§ Actividades
[a] Responde con datos del artículo sobre el perdón:
(i) ¿Qué quiere hacer el soldado herido antes de morir?
(ii) Según Wiesenthal, ¿quién tiene autoridad para decidir el perdón?
(iii) ¿Cuántos miembros de una familia fueron asesinados en Guaynabo?
[b] Retoma el artículo sobre el perdón desde su última oración y escribe uno o dos párrafos más.

§ Texto del ejercicio
-----

Simon Wiesenthal, en su libro, Los Límites del Perdón: dilemas éticos y racionales de una decisión -versión española-, narra una experiencia damática con un soldado alemán de la SS. El soldado está arrepentido por las atrocidades que los nazis han cometido contra los judíos y demás prisioneros en los campos de concentración. El soldado, herido en combate y moribundo, quiere pedir perdón a un judío para morir en paz.
Dice Wiesenthal: “¿Mi silencio junto al lecho del nazi moribundo fue correcto o incorrecto? Existe una profunda cuestión moral que provoca una disyuntiva en la conciencia del lector de esta historia, tal y como una vez provocó en el interior de mi corazón y de mi mente. Habrá algunos que puedan comprender mi dilema y aprueben mi actitud y habrá otros que me condenarán por haberme negado a confortar los últimos momentos de un asesino arrepentido.
“El punto más importante es, por supuesto, la cuestión del perdón. Perdonar es algo que solo el tiempo puede conceder, pero también el perdón es un acto de voluntad y solo la víctima tiene autoridad para tomar la decisión. Tú que acabas de leer este lamentable y trágico episodio de mi vida, puedes ponerte mentalmente en mi lugar y preguntarte a ti mismo: ‘¿Qué habría hecho yo en su lugar?”
Dilemas como este surgen a diario cuando crímenes atroces se cometen por criminales que no tienen escrúpulos y ningún tipo de consideración hacia la víctima, como el ocurrido la semana pasada en Guaynabo donde cuatro miembros de una familia fueron asesinados y otro, un menor, herido. En estos casos salen a la palestra pública los Caifás de los derechos humanos, compuestos mayormente por independentistas, para oponerse a la pena de muerte. Oposición más a los Estados Unidos que un verdadero deseo de justicia.

-----

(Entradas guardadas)
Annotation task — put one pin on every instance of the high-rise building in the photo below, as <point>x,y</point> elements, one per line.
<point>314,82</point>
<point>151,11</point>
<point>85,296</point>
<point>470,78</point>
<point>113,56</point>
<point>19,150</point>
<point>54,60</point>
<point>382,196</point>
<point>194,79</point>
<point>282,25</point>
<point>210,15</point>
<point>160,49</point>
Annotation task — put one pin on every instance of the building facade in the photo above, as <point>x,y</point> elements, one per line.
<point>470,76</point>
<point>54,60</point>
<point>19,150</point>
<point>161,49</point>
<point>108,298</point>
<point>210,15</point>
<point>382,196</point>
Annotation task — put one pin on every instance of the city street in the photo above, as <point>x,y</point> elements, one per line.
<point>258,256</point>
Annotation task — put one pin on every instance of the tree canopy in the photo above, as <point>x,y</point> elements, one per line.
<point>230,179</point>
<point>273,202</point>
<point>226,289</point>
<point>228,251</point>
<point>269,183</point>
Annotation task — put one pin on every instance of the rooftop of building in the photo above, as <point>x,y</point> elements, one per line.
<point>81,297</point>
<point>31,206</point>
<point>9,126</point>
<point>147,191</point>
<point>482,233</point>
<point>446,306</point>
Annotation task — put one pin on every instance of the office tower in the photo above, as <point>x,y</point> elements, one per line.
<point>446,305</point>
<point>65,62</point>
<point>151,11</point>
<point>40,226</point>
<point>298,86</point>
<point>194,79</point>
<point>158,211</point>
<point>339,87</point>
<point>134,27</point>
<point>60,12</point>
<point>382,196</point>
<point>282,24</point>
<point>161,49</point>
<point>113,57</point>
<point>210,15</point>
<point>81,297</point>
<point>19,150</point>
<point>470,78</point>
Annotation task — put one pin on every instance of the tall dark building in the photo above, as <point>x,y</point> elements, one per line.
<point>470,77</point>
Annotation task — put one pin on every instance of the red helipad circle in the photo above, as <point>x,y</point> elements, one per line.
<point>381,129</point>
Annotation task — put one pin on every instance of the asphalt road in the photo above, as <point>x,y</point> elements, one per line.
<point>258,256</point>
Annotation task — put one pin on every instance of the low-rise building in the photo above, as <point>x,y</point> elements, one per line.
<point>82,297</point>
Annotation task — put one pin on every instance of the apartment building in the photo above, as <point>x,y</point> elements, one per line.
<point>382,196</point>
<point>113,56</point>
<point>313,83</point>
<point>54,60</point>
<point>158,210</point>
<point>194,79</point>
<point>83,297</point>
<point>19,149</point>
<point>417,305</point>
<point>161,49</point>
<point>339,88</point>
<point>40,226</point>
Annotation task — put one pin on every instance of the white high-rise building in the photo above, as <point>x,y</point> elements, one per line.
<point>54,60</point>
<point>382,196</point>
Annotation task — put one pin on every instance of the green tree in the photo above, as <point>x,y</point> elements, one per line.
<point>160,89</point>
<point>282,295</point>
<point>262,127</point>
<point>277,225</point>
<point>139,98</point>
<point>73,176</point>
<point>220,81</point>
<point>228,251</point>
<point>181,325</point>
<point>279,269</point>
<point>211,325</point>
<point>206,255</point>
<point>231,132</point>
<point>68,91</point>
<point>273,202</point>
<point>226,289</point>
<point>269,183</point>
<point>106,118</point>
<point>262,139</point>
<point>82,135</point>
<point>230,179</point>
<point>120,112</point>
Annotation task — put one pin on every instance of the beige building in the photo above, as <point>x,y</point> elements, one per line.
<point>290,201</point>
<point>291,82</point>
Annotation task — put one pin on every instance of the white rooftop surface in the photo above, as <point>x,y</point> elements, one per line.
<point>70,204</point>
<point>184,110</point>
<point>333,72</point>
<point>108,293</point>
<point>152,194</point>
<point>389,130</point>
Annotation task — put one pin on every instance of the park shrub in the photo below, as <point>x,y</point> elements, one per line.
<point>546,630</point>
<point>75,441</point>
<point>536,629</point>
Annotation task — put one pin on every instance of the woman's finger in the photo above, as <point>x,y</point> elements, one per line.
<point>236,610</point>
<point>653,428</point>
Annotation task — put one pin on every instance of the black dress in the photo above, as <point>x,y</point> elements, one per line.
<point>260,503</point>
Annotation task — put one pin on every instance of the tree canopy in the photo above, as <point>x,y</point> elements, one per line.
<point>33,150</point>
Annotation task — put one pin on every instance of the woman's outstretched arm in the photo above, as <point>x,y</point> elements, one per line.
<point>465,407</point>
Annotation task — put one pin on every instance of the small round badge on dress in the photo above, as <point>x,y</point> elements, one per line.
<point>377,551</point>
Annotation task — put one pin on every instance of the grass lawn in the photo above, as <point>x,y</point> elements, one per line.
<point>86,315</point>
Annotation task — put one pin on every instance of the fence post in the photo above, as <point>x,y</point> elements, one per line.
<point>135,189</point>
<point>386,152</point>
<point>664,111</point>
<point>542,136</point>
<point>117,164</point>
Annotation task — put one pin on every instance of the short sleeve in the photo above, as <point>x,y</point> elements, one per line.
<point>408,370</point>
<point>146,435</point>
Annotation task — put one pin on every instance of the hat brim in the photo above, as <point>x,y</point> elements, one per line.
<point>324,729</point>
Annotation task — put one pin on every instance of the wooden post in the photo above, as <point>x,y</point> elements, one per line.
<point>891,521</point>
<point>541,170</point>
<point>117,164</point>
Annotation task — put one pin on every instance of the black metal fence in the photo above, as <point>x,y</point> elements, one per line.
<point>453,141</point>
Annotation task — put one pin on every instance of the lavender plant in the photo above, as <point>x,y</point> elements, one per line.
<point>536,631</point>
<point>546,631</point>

-----

§ Respuestas
[a]
(i) Pedir perdón a un judío para morir en paz.
(ii) Solo la víctima.
(iii) Cuatro.

[b]
De la experiencia sufrida por Wiesenthal éste convocó a un simposio para que distintos filósofos, teólogos, científicos e historiadores, analizacen críticamente los hechos y discutieran si de verdad el perdón tiene límites. Hans Habe, uno de los contertulios dijo: “Perdonar es imitar a Dios. El castigo también es una imitación Suya. Dios castiga y perdona, en ese orden. Pero Dios nunca odia.” Sin embargo, Dennis Praeger fue más contundente aún: “Dios podría perdonar a un asesino que se encuentre bajo unas condiciones excepcionales de contrición (entre las cuales, creo que debería incluirse que el asesino entregue su vida), pero en lo que concierne a las personas, el asesinato es imperdonable. Ni siquiera los padres pueden perdonar al asesino de un niño.”
Algo parecido sucedió cuando el boxeador Esteban de Jesús asesinó a un joven, hijo de un médico, a principios de los años ochenta; éste nunca pudo perdonarlo. Si ese padre vive, debe cargar por el resto de su existencia con el sufrimiento de haber perdido a su único hijo. Al finalizar la Segunda Guerra Mundial sacerdotes, filósofos y filántropos se pronunciaron a favor de perdonar a los criminales de guerra nazis. Que solo Dios se encargara de ellos. Sin embargo, muy elocuentemente, dijo Wiesenthal: “Como no creían en Dios, no temían al Juez Supremo. Solo temían a la justicia terrenal.” Por eso, y tercamente lo creo, en nuestro entorno circunstancial hace tiempo perdimos la confianza en ambos tipos de justicia.